South Africa’s inflation rate declined to a two-month low, according to data released by Statistics South Africa.

Consumer prices rose by 5.3% year-on-year, down from 5.6% in February. While this decline may initially suggest a positive trend, analysts caution against premature optimism due to various economic factors at play.

The weakening of the South African rand against the dollar, coupled with drought conditions affecting staple crops like white corn and geopolitical tensions in the Middle East leading to rising oil prices, poses significant challenges.

These factors are expected to keep inflation relatively high and stubborn in the coming months, making policymakers hesitant to adjust borrowing costs.

Lesetja Kganyago, Governor of the South African Reserve Bank, reiterated the bank’s cautious stance on inflation pressures.

Despite the recent easing, inflation has consistently remained above the midpoint of the central bank’s target range of 3-6% since May 2021. Consequently, the bank has maintained the benchmark interest rate at 8.25% for nearly a year, aiming to anchor inflation expectations.

While some traders speculate on potential interest rate hikes, forward-rate agreements indicate a low likelihood of such a move at the upcoming monetary policy committee meeting.

The yield on 10-year bonds also saw a marginal decline following the release of the inflation data.

March’s inflation decline was mainly attributed to lower prices in miscellaneous goods and services, education, health, and housing and utilities.

However, core inflation, which excludes volatile food and energy costs, remained relatively steady at 4.9%.

Overall, South Africa’s inflation trajectory underscores the delicate balance between economic recovery and inflation containment amid ongoing global uncertainties.

### EXPLORE THE MATERIAL
a) According to the inflation article, at what level has the central bank kept its benchmark interest rate for nearly a year?
b) Please write out the part of the inflation article starting with "Overall, South Africa’s" and going on through "ongoing global uncertainties.", changing "global" to "worldwide".

### PROVIDED DATA

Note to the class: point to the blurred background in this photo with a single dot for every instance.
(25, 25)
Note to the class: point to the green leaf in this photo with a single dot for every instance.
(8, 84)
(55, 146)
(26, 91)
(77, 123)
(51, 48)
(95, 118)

### WRITTEN ANSWERS
a) 8.25%

b)
Overall, South Africa’s inflation trajectory underscores the delicate balance between economic recovery and inflation containment amid ongoing worldwide uncertainties.